Those guide lines are then set out in 16 differently numbered points forming paragraph 33-65. I would have thought it advisable for any agent to check with the Keeper as to what his requirements for a plan were going to be (vide the Registration of Title Practice Book mentioned in Halliday at para 33-75). Secondly, although the Keeper has power to rectify any inaccuracies in the register, other persons, like the farmer, whose interests in land are likely to be affected by the rectification, have not only to be informed but to have consented in writing to what is proposed (vide Section 9(1)(3) of the Act). The Keeper cannot therefore act unilaterally in the matter as the defender appears to imagine. The defender would, from the start, have to take the farmer along with him. As far as I can see from such modern text books as Halliday supra, options that could have been used here would have been (1) for the builder to have agreed with the farmer that the boundary be adjusted to conform with the occupational boundary in accordance with Section 19 of the Act or (2) the Keeper to grant a disposition a non domino with exclusion of indemnity and the builder to supply an insurance indemnity against successful challenge over the next 10 years of possession (vide paras 33-79 at page 304, 33-90 at page 310 and 33-94 at page 312). There is nothing to suggest in any of the correspondence that the defender was prepared to take that kind of chance. He was therefore stuck with a deal having to be made with the farmer, either by means of a Section 19 Agreement between the farmer and the builder (in exchange for either some monetary consideration or some grant of servitude rights) or by means of corrective conveyancing by the farmer giving a disposition transferring the land to the builders again no doubt for a consideration, the cost of this being recoverable by the builders from Dundee District Council. Whatever solution was to be adopted, Mr Stirling was quite right to characterise the farmer as "the cork in the bottle". The farmer held the key to the defender's solution and he could not leap frog over him into the arms of the Keeper expecting the Keeper to produce a unilateral solution.

[GIVEN RECORDS]:
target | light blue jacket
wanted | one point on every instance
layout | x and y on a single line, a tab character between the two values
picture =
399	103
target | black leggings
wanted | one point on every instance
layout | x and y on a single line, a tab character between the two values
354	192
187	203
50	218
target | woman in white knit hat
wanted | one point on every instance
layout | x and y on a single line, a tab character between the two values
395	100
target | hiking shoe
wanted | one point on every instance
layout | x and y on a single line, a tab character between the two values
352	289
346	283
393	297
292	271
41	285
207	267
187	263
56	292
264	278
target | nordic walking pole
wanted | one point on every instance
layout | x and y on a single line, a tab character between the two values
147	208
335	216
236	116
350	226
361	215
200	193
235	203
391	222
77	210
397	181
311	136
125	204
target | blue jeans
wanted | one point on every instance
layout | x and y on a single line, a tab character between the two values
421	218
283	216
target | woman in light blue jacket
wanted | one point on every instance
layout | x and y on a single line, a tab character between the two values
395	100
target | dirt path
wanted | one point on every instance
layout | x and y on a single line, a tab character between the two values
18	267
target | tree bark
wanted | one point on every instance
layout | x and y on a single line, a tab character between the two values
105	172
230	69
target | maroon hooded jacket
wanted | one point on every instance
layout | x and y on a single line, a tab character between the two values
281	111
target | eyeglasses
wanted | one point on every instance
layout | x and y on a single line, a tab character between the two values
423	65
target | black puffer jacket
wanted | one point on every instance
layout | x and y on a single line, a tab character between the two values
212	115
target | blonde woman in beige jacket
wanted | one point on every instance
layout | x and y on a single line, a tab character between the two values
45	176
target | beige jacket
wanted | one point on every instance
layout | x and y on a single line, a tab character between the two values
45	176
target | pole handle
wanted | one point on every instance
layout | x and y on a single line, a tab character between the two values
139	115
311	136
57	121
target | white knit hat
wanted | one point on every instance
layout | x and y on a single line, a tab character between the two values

[TO DO]:
**a.** Sum up the passage on the Keeper and the farmer in two sentences.
**b.** Count the lines of the records that contain the string "pole".
The text and the records have nothing to do with each other.

[SOLUTIONS]:
**a.** The Keeper cannot rectify the register on his own, because people whose interests in land would be affected, like the farmer, must be informed and must consent in writing. Since nothing suggests the defender would risk a disposition a non domino backed by an insurance indemnity, he had to make a deal with the farmer through either a Section 19 Agreement or corrective conveyancing, so the farmer was rightly called "the cork in the bottle."

**b.** 2